>>>>

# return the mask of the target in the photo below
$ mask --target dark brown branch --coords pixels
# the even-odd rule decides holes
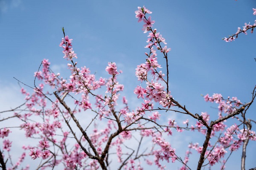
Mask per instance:
[[[3,153],[1,150],[0,150],[0,164],[1,164],[1,166],[2,167],[2,169],[3,170],[6,170],[6,163],[4,162],[4,160],[3,160]]]

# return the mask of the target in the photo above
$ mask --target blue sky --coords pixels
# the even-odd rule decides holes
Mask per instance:
[[[34,73],[44,58],[49,59],[55,71],[68,76],[67,62],[58,47],[62,27],[73,39],[79,65],[90,68],[99,77],[106,76],[108,62],[116,62],[123,71],[120,81],[125,93],[132,104],[136,103],[132,94],[140,82],[135,69],[145,62],[148,51],[144,48],[147,34],[143,33],[143,24],[137,23],[134,12],[143,5],[153,12],[154,28],[172,48],[170,87],[176,99],[193,113],[208,111],[212,115],[217,115],[217,110],[204,101],[201,94],[221,93],[249,101],[256,83],[255,33],[239,35],[230,43],[221,38],[236,33],[245,22],[254,23],[254,0],[0,0],[2,108],[22,101],[13,77],[32,85]],[[250,116],[256,120],[255,105],[250,110]],[[256,152],[255,142],[249,146],[251,156]],[[247,168],[256,166],[251,156],[247,158]],[[240,159],[232,161],[240,164]]]

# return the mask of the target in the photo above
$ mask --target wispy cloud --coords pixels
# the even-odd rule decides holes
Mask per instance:
[[[6,12],[10,9],[17,8],[21,4],[21,0],[0,0],[0,12]]]

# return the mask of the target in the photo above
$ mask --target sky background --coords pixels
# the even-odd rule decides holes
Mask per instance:
[[[221,93],[242,102],[250,101],[256,83],[255,33],[240,34],[229,43],[221,39],[235,33],[245,22],[254,23],[254,0],[0,0],[0,110],[22,102],[20,85],[13,77],[32,86],[34,73],[44,58],[49,59],[55,72],[68,77],[67,62],[58,46],[62,27],[73,39],[80,67],[89,67],[98,77],[107,77],[108,62],[116,63],[123,72],[119,81],[125,85],[125,94],[135,107],[133,90],[141,83],[135,69],[145,62],[148,50],[144,48],[148,34],[143,33],[143,23],[137,23],[134,12],[143,5],[153,12],[153,28],[172,48],[169,88],[175,99],[192,113],[207,111],[212,118],[218,110],[212,106],[217,106],[205,103],[201,94]],[[160,62],[163,60],[159,55]],[[256,120],[255,105],[250,110],[248,117]],[[248,145],[247,168],[256,167],[252,157],[255,144]],[[227,169],[240,167],[240,158],[235,156]]]

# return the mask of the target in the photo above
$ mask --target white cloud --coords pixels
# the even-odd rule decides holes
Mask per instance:
[[[6,12],[10,9],[18,8],[21,4],[21,0],[0,0],[0,12]]]

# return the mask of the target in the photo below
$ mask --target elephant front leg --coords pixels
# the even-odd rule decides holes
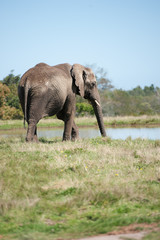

<<<<

How many lines of the data above contain the string "cloud", matching case exactly? Give only the number.

- [Exercise output]: 2